What you will do:
[A] In the text below on proposed beekeeping rules, who would have to write the notes that let neighbors block hives over severe reactions to bee stings?
[B] List every kind of hive that the text below on proposed beekeeping rules says would be a zoning violation under the proposed legislation.

The hive-to-land ratio has been decreased from before, because, “there’s a lot of concern from the beekeepers that you really do not need a lot of land” to provide for bees, Gambrell said. “Bees will travel up to 12 miles to find sources of pollen.”
There will have to be at least one sign on properties with bee hives alerting people to their presence.
“Even through some kids may not be able to read the sign, it’s still there for protection of the owner, in case somebody wanders onto the property and gets stung,” Gambrell said.
Another change was an amendment to a part that allowed neighbors of such property owners to block hives if they could prove they have severe medical reactions to bee stings. Under the new proposal, those notes would have to come from allergists, because bee proponents, including a Cincinnati physician, said it would be too easy to get a doctor’s note saying someone is allergic — about as easy as it is to get a doctor’s note for work, asking a patient be excused for the day because they are sick.
“Everyone is allergic to bee venom, it’s just that your body reacts differently,” Gambrell said. “Even if you get stung by a wasp, and have a really terrible reaction to that, wasp venom is different from honey-bee venom, so you will not necessarily react the same to each.”
Larry Bagford, with the city’s planning department, said under the proposed legislation, unregistered hives, or ones that are abandoned, would be zoning violations. Currently, it is a health violation. Hives that are not properly maintained also would be zoning violations.
Don Popp is the owner of Don Popp’s Honey Farm in Milford Twp., about two miles north of Darrtown, and is a bee inspector. He has said human-managed hives are important — without them, there would be no honey bees in Butler County.

Extracted data:
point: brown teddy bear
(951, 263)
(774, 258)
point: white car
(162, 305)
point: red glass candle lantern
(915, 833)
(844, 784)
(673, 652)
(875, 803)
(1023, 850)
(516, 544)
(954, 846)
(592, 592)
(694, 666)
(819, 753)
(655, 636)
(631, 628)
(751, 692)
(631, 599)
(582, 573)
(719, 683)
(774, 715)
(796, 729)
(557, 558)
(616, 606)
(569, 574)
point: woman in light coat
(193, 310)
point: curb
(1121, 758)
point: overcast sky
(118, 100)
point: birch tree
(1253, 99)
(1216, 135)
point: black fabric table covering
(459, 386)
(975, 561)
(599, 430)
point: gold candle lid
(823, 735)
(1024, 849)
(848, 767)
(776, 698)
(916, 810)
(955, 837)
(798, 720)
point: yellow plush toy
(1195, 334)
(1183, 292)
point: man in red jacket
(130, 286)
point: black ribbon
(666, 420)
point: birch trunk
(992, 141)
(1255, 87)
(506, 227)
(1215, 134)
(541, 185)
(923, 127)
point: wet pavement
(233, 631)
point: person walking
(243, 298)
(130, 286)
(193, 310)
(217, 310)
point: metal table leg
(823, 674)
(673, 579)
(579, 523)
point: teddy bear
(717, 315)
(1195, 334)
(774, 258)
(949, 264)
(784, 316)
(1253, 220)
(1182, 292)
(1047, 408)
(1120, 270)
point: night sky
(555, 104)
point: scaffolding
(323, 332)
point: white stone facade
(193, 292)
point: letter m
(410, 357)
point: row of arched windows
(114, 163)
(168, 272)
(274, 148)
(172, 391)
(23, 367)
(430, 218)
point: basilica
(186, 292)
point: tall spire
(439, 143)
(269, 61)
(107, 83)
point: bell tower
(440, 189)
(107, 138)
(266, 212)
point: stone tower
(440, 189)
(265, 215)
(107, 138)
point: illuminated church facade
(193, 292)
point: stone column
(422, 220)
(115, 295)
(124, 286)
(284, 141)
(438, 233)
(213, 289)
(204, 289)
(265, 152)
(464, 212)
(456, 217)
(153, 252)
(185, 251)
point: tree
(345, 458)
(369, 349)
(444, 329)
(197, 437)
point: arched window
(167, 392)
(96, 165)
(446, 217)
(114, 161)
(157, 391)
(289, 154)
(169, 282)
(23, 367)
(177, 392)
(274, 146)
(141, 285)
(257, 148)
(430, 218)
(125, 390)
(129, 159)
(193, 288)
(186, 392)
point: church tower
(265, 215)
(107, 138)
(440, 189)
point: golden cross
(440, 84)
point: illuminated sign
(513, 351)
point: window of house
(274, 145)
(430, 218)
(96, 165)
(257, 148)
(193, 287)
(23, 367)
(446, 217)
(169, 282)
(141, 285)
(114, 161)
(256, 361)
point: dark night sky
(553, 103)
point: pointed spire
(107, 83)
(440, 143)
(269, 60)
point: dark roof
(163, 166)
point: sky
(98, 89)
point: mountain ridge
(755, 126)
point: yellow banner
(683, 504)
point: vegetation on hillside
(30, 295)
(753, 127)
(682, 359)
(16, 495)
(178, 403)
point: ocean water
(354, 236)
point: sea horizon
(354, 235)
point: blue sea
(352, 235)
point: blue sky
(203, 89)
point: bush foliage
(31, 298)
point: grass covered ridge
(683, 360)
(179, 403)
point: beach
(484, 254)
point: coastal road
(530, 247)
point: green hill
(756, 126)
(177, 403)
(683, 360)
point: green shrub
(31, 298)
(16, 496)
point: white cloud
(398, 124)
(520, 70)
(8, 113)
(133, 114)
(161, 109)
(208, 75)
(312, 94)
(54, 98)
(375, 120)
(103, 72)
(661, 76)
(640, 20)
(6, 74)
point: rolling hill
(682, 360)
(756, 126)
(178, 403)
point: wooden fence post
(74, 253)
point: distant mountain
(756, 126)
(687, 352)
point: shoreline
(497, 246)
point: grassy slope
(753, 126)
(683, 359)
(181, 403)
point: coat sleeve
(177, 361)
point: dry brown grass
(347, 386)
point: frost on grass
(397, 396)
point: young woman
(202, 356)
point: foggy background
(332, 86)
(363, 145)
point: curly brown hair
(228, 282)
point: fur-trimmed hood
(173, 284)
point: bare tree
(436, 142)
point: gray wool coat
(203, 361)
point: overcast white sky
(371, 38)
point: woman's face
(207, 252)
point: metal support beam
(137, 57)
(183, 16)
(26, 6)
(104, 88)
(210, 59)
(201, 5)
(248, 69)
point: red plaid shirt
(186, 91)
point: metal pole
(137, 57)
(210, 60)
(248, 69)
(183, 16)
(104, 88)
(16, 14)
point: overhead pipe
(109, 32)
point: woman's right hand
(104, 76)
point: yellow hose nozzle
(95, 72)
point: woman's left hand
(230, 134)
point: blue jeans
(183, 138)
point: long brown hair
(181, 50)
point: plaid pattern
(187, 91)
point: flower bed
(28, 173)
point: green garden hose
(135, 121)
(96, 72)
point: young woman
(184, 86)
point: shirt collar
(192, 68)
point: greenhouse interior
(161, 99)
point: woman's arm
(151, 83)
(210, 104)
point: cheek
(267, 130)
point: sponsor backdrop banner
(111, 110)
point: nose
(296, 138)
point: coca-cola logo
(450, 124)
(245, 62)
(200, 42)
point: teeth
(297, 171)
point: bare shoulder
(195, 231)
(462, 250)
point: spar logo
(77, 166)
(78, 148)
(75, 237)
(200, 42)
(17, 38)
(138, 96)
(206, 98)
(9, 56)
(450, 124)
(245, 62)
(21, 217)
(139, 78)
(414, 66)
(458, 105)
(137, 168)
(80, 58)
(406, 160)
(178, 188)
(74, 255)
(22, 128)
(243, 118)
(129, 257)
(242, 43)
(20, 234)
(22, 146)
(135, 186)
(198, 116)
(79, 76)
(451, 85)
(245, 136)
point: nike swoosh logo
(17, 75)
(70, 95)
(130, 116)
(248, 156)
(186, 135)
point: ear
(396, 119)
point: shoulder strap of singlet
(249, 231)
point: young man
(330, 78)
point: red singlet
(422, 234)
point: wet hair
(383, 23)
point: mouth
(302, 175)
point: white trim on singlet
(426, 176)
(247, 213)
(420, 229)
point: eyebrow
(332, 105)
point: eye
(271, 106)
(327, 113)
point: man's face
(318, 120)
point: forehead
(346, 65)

Solutions per task:
[A] The notes would have to come from allergists.

[B]
- Unregistered hives
- Abandoned hives
- Hives that are not properly maintained